*** Records supplied Section Begins ***
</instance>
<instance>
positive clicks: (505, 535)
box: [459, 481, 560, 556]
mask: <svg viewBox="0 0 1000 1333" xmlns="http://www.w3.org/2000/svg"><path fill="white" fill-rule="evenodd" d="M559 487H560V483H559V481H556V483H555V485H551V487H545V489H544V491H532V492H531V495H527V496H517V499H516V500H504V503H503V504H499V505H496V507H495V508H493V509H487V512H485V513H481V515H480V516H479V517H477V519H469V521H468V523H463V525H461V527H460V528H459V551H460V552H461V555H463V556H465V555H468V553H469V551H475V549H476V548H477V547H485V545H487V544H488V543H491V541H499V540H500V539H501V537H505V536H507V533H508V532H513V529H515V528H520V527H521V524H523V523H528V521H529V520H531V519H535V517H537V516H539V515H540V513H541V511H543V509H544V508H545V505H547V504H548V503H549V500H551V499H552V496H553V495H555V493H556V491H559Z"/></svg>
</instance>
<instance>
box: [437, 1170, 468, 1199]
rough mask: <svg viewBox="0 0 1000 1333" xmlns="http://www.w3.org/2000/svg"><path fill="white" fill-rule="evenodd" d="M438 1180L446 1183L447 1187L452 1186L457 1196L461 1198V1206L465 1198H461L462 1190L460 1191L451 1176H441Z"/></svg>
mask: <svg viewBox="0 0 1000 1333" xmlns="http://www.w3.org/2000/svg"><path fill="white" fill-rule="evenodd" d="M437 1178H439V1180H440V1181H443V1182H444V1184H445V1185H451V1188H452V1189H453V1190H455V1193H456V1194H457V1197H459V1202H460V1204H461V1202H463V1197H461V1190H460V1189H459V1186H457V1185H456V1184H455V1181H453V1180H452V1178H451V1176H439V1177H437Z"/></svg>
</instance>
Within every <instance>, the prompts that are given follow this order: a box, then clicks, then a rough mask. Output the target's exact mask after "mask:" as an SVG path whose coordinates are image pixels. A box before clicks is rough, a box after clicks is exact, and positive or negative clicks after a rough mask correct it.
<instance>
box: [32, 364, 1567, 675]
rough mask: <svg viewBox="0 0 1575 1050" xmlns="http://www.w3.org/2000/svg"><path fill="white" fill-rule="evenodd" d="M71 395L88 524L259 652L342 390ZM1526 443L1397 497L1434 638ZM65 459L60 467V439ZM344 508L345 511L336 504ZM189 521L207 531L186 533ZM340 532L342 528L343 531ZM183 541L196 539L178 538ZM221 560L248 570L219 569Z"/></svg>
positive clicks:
*** Records supplied Section Ends ***
**What to work on:** Copy every record exactly.

**Finished task:**
</instance>
<instance>
positive clicks: (505, 535)
box: [459, 481, 560, 556]
mask: <svg viewBox="0 0 1000 1333" xmlns="http://www.w3.org/2000/svg"><path fill="white" fill-rule="evenodd" d="M559 487H560V483H559V481H556V483H555V485H551V487H545V489H544V491H532V492H531V495H527V496H517V499H516V500H504V503H503V504H499V505H496V507H495V508H493V509H487V512H485V513H481V515H480V516H479V517H477V519H469V521H468V523H463V525H461V527H460V528H459V551H460V552H461V555H463V556H465V555H468V553H469V551H475V549H476V548H477V547H485V545H487V544H488V543H491V541H499V540H500V539H501V537H505V536H507V533H508V532H513V529H515V528H520V527H521V524H523V523H528V521H529V520H531V519H535V517H537V516H539V515H540V513H541V511H543V509H544V508H545V505H547V504H548V503H549V500H551V499H552V496H553V495H555V493H556V491H559Z"/></svg>
</instance>
<instance>
box: [437, 1170, 468, 1199]
rough mask: <svg viewBox="0 0 1000 1333" xmlns="http://www.w3.org/2000/svg"><path fill="white" fill-rule="evenodd" d="M438 1180L446 1183L447 1187L452 1186L457 1196L461 1198V1206L465 1198H461L462 1190L460 1191L451 1176H441Z"/></svg>
mask: <svg viewBox="0 0 1000 1333" xmlns="http://www.w3.org/2000/svg"><path fill="white" fill-rule="evenodd" d="M437 1178H439V1180H440V1181H443V1182H444V1184H445V1185H451V1188H452V1189H453V1190H455V1193H456V1194H457V1197H459V1202H460V1204H461V1202H463V1197H461V1190H460V1189H459V1186H457V1185H456V1184H455V1181H453V1180H452V1178H451V1176H439V1177H437Z"/></svg>
</instance>
Within every <instance>, the prompts that are given follow this order: a box, then clicks, then a rough mask. Output the target's exact mask after "mask:" as an SVG path whose coordinates are image pixels. A box before clicks is rough, a box after clicks is exact, and positive or negative clicks after a rough mask correct it.
<instance>
box: [32, 364, 1567, 675]
rough mask: <svg viewBox="0 0 1575 1050" xmlns="http://www.w3.org/2000/svg"><path fill="white" fill-rule="evenodd" d="M71 395L88 524L259 652L342 390ZM1526 443L1397 497L1434 638ZM65 459L60 467V439ZM344 508L345 511L336 504ZM189 521L207 531L186 533ZM340 532L342 528L343 531ZM183 541L196 539L178 538ZM221 560L248 570L219 569Z"/></svg>
positive clicks:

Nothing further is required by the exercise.